Please render the records as a numbered list, from the start of the records through the line with "positive clicks: (348, 212)", leaving out any blank lines.

START EXCERPTED DATA

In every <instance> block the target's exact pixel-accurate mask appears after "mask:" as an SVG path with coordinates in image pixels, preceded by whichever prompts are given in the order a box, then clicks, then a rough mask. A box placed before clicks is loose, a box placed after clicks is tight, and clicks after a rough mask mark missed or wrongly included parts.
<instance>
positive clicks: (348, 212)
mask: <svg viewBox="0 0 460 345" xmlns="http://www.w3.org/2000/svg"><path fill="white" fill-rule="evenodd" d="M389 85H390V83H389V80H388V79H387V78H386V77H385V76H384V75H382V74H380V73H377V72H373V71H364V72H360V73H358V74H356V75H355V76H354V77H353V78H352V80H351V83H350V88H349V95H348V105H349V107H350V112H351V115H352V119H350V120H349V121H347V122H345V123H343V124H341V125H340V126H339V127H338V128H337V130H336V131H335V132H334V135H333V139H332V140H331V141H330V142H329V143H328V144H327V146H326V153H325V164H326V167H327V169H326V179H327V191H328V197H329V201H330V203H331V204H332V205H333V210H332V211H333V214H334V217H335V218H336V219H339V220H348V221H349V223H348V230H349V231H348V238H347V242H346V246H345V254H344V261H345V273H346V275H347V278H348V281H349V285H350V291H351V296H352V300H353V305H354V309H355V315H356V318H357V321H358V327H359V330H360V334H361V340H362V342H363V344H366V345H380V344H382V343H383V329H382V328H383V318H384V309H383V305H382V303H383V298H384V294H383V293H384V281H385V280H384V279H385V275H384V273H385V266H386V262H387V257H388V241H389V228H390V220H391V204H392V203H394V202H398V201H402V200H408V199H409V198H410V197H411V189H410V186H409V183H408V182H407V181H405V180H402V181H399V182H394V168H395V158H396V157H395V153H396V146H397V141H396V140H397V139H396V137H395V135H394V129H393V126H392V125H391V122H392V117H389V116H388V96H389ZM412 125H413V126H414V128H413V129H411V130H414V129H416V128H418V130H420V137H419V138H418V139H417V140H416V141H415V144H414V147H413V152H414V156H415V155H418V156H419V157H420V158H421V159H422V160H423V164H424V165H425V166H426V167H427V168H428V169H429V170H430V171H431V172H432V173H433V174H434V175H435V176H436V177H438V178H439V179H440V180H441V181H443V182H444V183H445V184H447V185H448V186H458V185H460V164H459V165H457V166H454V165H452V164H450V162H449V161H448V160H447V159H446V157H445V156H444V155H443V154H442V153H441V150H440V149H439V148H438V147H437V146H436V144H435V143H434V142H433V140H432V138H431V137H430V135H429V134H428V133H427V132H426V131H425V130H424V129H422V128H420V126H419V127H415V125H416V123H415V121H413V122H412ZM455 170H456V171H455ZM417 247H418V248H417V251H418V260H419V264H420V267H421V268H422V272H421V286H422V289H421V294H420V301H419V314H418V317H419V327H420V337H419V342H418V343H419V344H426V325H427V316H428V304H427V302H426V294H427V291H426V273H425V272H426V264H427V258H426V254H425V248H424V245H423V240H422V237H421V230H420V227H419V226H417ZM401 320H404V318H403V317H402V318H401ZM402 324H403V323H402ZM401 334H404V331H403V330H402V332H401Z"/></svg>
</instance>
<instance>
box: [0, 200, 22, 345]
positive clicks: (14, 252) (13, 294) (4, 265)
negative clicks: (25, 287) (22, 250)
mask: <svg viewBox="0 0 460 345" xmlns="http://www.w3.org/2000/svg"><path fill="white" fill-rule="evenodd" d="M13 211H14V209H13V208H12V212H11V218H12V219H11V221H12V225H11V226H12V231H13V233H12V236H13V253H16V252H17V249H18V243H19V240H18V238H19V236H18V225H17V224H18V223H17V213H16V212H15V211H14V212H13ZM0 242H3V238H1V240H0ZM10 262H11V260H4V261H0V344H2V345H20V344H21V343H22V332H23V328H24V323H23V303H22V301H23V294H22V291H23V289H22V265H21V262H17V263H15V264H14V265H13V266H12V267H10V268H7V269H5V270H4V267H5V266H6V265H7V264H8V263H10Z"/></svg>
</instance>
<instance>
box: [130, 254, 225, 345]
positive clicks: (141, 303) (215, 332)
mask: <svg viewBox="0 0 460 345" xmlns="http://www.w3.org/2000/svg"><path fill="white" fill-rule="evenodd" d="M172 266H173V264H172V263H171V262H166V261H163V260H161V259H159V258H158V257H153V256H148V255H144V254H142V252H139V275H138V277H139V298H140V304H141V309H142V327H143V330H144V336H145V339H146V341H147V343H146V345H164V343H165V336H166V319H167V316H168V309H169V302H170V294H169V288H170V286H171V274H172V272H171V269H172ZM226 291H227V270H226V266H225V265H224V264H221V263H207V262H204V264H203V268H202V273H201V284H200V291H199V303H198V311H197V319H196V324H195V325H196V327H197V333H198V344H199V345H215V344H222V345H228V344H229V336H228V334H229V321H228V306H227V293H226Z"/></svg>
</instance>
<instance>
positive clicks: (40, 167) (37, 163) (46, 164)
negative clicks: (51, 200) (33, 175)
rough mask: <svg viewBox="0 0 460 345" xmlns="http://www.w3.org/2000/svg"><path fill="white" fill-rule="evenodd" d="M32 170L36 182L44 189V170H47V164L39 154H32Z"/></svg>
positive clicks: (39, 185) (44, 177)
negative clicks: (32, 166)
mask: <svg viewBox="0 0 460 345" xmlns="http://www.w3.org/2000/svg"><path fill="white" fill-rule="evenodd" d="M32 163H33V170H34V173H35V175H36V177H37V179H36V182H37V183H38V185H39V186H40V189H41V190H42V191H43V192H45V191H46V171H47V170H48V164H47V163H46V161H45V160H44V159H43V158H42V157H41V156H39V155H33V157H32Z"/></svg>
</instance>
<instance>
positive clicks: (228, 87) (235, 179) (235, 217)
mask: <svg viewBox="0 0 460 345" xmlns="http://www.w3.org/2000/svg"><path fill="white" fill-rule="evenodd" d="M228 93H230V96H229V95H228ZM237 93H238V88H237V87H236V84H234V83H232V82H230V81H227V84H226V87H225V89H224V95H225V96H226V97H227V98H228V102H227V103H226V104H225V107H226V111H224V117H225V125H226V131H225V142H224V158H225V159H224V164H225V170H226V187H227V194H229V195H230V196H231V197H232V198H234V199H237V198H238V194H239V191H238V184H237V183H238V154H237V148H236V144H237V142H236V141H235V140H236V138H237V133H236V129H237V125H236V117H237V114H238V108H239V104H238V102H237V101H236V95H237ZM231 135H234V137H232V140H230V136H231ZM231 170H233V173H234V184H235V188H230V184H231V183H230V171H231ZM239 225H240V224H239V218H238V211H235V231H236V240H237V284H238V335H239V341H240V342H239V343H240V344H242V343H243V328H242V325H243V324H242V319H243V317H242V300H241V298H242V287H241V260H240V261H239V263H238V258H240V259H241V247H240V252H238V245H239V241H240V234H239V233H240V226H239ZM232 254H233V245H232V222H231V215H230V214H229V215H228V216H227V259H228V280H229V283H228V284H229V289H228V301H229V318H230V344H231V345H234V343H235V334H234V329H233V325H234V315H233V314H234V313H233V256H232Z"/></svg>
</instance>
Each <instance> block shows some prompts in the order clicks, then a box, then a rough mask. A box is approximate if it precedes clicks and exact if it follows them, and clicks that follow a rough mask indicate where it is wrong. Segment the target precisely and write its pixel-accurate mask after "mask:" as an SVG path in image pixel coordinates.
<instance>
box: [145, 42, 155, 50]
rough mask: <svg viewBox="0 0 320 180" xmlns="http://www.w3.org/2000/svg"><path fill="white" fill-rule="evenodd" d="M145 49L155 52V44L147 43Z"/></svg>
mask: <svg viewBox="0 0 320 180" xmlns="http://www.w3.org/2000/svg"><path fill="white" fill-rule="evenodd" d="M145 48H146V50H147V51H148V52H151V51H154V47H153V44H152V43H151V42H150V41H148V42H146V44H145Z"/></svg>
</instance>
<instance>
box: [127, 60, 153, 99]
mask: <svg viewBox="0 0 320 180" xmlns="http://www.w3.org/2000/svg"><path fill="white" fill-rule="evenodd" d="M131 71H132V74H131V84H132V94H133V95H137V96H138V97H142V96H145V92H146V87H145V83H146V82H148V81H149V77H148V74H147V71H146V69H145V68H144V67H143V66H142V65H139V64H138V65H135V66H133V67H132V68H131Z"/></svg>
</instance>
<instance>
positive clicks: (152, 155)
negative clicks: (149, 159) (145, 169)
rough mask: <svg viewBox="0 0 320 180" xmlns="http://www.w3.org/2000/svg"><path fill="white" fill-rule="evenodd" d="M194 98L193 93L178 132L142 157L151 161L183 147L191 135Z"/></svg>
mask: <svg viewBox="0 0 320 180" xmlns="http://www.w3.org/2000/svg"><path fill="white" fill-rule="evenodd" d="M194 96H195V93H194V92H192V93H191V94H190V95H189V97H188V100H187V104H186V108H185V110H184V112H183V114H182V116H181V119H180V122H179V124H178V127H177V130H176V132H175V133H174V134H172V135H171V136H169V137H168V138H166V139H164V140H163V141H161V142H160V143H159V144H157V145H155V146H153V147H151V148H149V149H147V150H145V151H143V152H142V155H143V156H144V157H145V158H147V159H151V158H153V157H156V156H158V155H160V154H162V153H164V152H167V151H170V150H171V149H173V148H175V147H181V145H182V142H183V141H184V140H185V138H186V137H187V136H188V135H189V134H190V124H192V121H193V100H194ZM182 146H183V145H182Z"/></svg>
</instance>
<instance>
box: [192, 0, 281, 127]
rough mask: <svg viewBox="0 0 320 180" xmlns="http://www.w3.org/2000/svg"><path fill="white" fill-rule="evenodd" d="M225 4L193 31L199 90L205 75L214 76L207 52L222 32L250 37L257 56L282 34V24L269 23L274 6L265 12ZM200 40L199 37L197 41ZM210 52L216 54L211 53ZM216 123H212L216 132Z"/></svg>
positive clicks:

END EXCERPTED DATA

» **EXERCISE RESPONSE**:
1. In every <instance> block the target's exact pixel-accurate mask appears after "mask:" as an SVG path with coordinates in image pixels, preceded by whichever prompts are given in the order a box, then clicks, then a rough mask. A box placed before clicks is loose, a box placed after clicks is tight, and clicks after a rough mask mark missed or wrongly included parts.
2. <instance>
3. positive clicks: (348, 212)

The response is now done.